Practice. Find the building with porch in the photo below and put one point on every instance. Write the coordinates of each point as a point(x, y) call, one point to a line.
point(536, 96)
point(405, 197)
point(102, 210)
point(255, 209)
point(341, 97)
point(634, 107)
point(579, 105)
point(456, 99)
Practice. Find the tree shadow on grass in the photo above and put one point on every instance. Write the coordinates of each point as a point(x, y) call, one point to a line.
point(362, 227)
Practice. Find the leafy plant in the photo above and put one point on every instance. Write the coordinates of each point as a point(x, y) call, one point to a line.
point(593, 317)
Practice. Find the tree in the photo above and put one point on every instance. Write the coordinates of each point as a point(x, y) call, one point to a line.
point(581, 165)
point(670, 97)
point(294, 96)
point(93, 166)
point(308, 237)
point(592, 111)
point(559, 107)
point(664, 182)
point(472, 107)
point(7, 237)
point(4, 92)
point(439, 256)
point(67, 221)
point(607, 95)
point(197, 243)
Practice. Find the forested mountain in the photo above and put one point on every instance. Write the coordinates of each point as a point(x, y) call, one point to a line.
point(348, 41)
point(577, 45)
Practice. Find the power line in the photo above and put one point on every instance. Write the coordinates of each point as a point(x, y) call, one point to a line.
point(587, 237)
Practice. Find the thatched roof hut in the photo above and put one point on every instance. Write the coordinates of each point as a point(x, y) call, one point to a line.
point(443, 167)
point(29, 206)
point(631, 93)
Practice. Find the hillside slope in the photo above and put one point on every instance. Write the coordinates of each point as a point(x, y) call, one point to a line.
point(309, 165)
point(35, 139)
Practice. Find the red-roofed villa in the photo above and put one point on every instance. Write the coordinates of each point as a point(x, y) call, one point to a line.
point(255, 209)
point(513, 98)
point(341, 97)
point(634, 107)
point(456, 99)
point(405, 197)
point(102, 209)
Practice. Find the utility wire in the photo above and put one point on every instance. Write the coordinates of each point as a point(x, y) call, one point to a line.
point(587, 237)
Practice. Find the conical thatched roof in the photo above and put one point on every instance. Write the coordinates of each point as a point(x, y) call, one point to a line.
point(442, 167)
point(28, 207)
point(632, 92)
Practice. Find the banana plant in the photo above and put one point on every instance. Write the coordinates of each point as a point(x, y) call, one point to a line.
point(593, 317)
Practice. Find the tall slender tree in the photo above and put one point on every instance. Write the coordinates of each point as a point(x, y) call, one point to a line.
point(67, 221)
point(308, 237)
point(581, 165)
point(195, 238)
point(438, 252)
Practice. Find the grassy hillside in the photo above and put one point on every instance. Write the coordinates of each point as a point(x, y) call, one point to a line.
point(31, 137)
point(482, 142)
* * * * * * * * *
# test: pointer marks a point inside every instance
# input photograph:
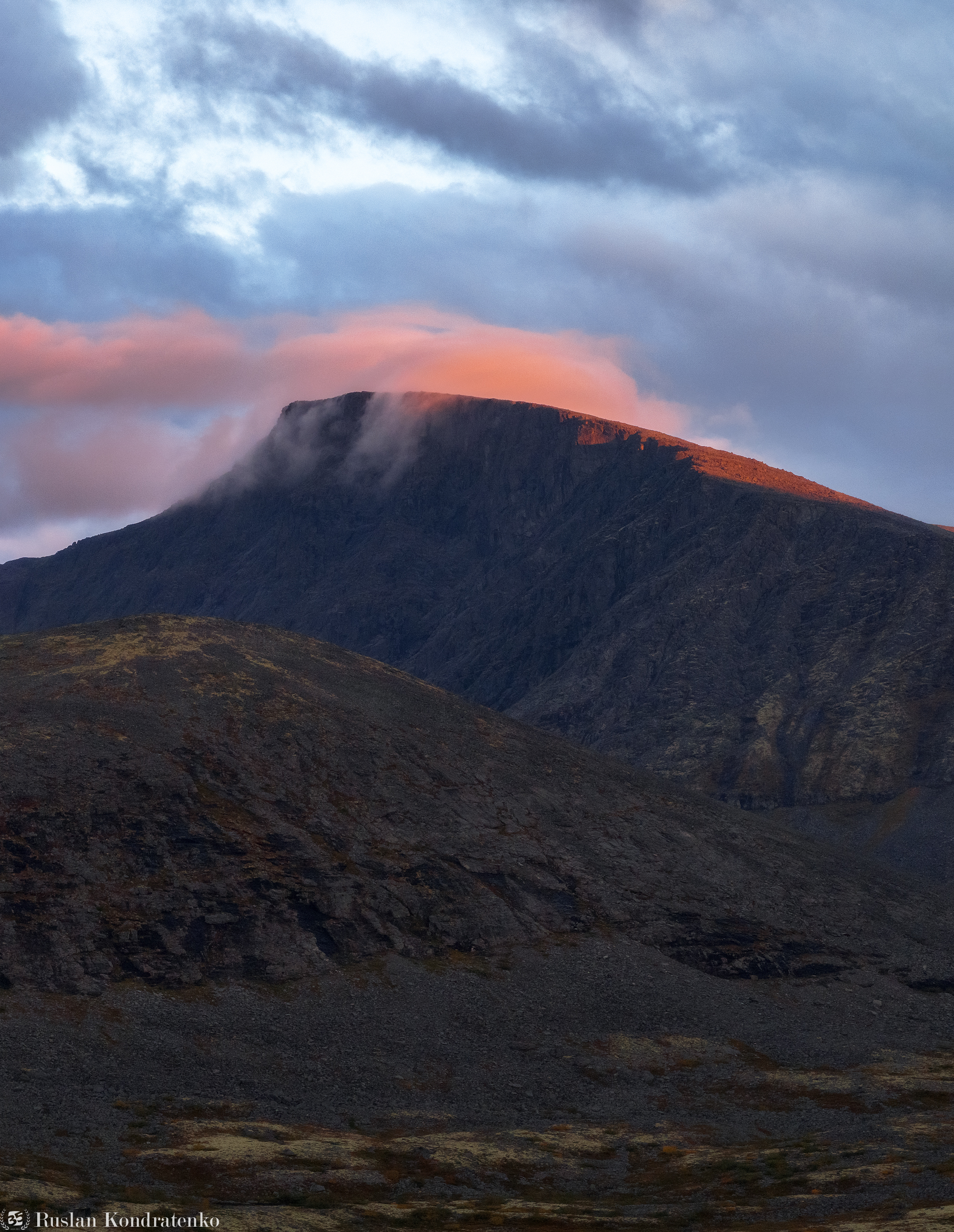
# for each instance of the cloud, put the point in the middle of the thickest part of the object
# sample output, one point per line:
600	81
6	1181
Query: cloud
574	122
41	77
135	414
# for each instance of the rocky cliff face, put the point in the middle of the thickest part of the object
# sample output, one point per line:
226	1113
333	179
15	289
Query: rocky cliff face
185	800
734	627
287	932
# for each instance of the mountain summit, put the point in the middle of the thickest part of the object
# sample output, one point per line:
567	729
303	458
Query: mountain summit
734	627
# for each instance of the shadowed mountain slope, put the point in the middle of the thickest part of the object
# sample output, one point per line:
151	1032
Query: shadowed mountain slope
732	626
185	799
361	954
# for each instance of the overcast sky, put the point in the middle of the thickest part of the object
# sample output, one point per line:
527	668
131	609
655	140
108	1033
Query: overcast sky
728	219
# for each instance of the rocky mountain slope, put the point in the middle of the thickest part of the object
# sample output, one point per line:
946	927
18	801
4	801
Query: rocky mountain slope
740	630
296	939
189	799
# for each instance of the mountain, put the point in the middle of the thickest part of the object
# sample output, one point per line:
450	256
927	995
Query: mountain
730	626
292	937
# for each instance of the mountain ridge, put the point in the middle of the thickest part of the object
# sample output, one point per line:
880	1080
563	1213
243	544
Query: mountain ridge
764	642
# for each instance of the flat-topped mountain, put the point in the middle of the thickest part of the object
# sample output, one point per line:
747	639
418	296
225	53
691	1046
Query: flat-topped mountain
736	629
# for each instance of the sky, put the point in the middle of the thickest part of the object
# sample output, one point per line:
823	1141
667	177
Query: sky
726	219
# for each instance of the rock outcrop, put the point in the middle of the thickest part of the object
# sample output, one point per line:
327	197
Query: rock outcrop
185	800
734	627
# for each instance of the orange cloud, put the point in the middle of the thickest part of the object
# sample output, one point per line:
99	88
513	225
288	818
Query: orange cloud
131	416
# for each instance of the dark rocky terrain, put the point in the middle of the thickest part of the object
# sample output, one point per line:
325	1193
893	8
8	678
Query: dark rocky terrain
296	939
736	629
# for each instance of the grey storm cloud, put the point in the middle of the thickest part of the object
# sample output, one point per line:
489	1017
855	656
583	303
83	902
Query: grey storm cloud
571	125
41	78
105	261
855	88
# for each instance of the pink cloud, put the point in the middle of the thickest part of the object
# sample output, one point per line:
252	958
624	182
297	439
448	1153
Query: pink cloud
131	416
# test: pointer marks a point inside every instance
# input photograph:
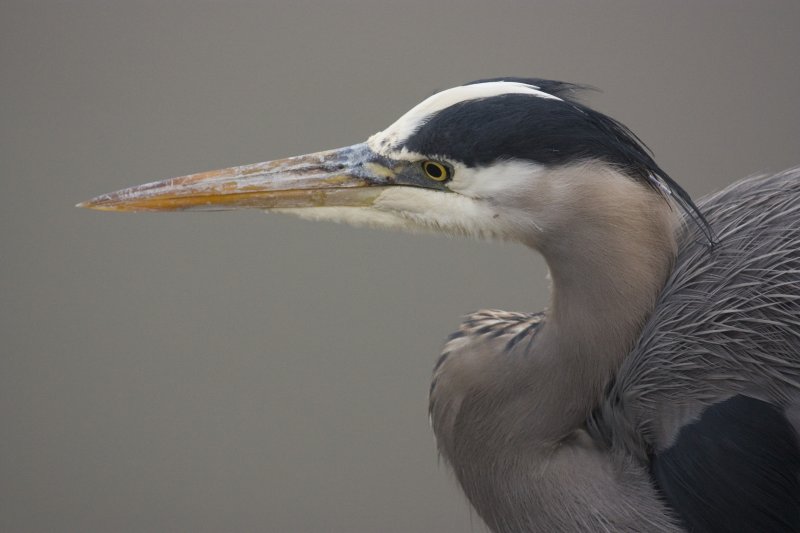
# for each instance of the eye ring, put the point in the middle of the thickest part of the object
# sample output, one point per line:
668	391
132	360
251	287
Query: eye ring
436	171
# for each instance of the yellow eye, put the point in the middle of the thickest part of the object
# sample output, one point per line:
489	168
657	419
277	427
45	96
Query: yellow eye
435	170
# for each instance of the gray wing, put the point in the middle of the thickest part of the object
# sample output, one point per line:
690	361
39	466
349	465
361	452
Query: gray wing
* * * * * * * * *
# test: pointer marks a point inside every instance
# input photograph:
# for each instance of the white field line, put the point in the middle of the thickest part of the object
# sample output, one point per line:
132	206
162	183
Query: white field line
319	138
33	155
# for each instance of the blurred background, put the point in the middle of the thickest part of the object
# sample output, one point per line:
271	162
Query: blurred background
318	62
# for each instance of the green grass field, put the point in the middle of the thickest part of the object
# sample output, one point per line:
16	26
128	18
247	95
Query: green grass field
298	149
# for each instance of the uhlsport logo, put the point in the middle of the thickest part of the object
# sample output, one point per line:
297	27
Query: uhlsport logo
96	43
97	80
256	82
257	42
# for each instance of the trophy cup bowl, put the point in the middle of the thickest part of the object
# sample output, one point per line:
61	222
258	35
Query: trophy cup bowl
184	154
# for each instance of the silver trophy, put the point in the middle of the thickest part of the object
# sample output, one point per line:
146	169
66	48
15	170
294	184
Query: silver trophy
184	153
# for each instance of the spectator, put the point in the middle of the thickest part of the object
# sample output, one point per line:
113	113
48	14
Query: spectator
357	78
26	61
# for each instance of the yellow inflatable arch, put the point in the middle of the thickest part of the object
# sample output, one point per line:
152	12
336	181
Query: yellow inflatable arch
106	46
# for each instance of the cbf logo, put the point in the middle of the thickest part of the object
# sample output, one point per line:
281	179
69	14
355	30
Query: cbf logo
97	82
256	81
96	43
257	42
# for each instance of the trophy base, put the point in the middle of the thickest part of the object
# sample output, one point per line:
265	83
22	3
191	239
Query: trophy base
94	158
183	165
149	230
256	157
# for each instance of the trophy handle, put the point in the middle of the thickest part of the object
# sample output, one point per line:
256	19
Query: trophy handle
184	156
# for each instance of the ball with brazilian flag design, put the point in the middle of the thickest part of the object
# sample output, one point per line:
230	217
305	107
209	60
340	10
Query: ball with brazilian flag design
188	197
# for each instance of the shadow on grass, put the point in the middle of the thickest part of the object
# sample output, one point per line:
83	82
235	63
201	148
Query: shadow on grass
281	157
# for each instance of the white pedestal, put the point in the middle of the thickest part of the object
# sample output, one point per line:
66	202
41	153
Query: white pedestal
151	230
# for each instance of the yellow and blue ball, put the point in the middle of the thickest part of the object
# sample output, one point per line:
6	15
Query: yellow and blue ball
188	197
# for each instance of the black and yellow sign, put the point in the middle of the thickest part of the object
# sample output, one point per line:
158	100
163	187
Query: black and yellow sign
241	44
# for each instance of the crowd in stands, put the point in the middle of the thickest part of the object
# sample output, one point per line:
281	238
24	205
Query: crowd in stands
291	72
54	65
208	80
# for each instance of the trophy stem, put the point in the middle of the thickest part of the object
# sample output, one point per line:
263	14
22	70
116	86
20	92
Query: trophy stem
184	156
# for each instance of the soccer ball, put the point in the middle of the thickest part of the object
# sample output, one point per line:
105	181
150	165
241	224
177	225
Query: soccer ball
* * * * * * * * *
Reproduce word for word the material above, beginning with the line that contains "# for each instance of the soccer" and ending with the line that contains "Query: soccer ball".

# for each instance of the soccer ball, put the point in the middle of the thickest part of the object
# sample output, one point per line:
105	181
150	165
241	224
177	225
Query: soccer ball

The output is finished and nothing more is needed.